DOCUMENT SEGMENT Block Start

Griffith's Caligulan philosophy is more fully developed as he later confronts the man he battered at the bar. "I understand you hippies. That's cause I'm a kind of a hippie myself. I'm a hippie with money! No old fashioned rules about what's right or wrong. Just hang loose and let it all happen. Ain't that right?" The scene plays out as Andy waves a C-note in the hapless hippy's face, proposing a booty-for-hire connection with the girlfriend.

As horrifying as this may sound, Griffith marks himself as the ultimate sadist with a far, far crueler act: forcing Shatner and Robert Reed to wear motocross jerseys which are virtual duplicates of "Star Trek" uniforms. Reed wears standard landing-party issue, red jersey with black trim; while Shatner finds himself garbed once again in the gold and black togs that will dog his career even in the leanest years.

DOCUMENT SEGMENT Block End
MATERIAL PROVIDED Block Start

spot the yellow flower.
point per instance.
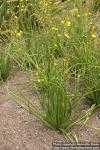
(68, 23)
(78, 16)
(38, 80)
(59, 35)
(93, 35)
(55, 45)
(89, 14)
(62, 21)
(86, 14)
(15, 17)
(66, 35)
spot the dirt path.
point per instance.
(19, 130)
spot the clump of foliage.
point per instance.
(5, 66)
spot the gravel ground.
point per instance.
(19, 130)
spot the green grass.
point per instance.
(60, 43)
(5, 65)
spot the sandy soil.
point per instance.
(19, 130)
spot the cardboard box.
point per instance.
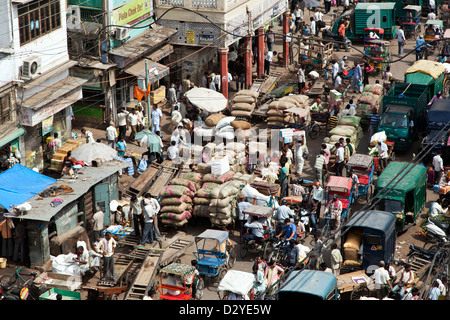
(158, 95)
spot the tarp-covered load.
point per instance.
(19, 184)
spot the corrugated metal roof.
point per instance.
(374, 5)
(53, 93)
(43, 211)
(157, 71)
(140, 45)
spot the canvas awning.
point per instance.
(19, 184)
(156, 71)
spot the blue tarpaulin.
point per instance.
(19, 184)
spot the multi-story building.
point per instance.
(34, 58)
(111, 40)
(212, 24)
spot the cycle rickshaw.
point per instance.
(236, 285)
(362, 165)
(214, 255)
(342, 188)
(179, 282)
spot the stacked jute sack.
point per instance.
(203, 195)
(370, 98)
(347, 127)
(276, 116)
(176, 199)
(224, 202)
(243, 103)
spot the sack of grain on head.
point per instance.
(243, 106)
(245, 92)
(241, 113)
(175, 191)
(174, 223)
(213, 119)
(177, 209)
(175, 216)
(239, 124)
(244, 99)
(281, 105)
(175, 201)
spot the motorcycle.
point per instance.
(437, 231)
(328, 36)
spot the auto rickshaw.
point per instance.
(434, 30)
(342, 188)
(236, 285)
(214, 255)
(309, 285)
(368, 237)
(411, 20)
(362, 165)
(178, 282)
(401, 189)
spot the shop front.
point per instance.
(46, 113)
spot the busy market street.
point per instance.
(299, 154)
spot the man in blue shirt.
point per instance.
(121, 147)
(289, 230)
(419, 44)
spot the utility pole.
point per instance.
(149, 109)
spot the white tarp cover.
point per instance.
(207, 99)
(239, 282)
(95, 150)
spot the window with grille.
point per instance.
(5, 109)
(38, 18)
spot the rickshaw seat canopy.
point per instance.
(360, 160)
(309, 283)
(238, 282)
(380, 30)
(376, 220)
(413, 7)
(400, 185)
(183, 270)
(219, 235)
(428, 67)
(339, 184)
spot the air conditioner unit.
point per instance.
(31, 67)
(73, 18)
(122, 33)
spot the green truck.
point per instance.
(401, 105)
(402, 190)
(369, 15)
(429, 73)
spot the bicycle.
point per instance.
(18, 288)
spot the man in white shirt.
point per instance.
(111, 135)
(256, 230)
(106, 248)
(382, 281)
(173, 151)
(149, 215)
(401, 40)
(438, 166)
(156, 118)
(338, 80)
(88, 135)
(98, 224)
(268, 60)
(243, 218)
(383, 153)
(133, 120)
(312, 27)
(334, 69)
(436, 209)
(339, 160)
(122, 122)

MATERIAL PROVIDED Block End
MATERIAL PROVIDED Block Start

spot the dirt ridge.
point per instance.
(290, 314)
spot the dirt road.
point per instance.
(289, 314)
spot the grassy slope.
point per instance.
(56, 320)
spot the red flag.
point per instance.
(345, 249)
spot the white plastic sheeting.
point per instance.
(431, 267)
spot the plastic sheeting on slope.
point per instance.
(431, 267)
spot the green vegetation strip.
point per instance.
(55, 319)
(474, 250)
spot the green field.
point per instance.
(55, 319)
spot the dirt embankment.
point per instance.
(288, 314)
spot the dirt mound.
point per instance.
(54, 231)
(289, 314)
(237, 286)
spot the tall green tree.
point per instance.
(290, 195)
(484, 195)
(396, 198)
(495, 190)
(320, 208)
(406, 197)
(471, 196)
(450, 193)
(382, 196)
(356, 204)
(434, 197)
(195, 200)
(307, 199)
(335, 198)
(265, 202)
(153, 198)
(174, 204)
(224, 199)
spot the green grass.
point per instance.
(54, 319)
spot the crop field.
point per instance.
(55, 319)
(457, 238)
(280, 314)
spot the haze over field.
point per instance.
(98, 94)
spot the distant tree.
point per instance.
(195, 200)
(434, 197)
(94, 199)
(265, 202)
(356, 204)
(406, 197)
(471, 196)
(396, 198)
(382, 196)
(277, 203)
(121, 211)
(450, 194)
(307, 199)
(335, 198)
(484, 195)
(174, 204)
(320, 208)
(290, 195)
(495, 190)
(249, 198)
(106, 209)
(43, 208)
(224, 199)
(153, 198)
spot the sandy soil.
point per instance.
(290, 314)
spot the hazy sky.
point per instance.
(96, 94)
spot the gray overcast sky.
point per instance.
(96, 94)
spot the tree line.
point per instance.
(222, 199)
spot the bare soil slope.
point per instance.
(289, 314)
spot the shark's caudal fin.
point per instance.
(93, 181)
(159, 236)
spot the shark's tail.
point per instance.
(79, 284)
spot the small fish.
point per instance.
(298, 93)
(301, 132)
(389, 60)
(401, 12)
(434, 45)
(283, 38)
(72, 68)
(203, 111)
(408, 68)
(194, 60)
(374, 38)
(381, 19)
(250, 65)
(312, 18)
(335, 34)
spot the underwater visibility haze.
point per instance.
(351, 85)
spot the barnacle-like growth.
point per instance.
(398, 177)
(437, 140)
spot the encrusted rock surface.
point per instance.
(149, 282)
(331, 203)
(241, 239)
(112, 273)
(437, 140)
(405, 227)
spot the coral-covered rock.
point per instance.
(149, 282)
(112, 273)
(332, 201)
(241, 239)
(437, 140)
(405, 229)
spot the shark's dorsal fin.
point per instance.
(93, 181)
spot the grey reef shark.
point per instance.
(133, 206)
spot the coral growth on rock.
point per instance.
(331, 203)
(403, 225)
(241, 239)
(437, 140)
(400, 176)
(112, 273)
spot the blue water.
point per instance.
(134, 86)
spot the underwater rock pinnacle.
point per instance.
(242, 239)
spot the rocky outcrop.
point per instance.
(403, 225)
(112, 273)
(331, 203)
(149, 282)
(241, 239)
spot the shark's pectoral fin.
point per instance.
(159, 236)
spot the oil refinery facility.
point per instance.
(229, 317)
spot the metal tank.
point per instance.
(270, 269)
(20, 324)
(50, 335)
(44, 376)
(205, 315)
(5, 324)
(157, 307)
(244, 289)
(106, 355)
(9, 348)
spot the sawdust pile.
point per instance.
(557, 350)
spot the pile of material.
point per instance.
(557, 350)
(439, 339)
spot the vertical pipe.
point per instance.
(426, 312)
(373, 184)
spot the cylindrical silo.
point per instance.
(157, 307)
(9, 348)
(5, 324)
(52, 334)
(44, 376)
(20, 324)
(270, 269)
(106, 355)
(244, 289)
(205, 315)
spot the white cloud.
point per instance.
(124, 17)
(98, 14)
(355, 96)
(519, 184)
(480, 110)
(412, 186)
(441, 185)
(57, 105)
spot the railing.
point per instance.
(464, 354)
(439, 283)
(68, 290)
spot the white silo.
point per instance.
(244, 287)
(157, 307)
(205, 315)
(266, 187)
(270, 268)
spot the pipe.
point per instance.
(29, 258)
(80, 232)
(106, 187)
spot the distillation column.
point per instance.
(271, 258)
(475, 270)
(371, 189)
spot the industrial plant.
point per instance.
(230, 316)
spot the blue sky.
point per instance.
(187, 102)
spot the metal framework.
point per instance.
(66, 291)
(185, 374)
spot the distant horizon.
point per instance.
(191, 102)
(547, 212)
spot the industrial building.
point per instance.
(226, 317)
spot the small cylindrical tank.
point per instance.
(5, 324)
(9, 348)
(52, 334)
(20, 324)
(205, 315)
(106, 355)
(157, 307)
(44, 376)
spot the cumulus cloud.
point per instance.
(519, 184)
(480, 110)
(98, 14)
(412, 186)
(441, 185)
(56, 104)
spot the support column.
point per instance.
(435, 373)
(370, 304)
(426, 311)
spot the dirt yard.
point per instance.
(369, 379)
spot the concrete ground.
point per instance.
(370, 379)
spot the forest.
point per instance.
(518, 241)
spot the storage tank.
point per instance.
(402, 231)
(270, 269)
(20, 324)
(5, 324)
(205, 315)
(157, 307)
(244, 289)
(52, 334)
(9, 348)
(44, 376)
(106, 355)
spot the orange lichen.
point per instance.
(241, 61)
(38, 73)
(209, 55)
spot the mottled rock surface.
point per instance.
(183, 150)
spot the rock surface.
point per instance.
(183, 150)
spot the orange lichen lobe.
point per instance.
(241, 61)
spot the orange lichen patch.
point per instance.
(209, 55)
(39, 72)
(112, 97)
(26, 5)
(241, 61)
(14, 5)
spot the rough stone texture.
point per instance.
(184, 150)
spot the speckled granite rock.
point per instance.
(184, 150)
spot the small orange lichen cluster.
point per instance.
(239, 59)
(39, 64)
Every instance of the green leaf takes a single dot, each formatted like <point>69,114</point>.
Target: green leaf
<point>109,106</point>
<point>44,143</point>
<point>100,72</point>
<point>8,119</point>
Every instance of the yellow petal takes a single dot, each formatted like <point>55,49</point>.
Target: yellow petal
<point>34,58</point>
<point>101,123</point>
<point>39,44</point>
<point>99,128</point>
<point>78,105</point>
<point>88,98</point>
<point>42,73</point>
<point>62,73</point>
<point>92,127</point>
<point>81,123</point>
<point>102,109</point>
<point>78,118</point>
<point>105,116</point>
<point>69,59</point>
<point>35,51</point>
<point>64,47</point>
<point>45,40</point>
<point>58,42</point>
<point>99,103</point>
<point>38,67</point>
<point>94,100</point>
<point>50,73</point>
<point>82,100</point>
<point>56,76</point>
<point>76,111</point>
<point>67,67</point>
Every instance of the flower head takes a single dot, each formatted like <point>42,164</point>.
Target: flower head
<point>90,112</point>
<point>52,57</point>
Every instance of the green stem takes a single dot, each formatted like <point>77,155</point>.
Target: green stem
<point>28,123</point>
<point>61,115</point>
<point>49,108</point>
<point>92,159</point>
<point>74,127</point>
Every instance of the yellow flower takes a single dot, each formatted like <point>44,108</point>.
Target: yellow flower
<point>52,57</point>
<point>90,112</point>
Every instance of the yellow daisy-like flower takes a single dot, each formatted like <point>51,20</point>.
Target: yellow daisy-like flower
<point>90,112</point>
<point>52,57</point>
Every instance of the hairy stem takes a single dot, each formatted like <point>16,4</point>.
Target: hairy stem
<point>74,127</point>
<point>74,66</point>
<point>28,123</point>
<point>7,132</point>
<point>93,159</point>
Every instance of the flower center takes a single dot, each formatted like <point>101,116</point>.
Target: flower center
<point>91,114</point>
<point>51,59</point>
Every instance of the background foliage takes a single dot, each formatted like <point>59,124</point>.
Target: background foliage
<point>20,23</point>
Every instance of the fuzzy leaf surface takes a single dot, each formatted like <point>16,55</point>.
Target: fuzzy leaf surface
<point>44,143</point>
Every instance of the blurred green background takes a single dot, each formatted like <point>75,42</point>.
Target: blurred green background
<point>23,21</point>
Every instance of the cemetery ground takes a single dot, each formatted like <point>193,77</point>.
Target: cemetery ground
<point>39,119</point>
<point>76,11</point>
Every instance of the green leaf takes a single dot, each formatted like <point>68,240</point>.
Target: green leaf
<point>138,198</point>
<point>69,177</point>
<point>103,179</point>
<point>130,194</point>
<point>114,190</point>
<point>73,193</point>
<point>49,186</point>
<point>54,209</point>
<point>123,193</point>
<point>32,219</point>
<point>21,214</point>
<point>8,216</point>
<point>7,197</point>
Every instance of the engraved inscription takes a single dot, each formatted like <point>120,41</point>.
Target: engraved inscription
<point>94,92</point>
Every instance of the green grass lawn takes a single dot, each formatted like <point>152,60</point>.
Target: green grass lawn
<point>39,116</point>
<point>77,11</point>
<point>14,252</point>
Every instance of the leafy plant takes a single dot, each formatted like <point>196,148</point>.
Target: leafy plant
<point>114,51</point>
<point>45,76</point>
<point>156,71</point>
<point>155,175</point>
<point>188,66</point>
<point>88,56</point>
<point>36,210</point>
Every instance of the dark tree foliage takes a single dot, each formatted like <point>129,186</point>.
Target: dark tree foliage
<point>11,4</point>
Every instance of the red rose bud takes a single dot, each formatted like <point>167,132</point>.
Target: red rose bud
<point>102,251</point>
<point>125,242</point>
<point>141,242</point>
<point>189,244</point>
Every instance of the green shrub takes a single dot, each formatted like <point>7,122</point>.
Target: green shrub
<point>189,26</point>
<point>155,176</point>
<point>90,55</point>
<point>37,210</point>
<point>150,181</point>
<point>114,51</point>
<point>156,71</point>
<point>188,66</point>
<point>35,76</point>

MATERIAL PROVIDED Block End

- PROBLEM
Do the following statements agree with the passage about Griffith's character? Answer yes or no for each, and quote the words of the passage that decide it.
1. Reed wears a red jersey with black trim.
2. Shatner wears a red jersey like Reed's.
3. Griffith's character says he lives by old-fashioned rules about right and wrong.

- RESPONSE BELOW
1. Yes: "Reed wears standard landing-party issue, red jersey with black trim"
2. No: "Shatner finds himself garbed once again in the gold and black togs"
3. No: "No old fashioned rules about what's right or wrong."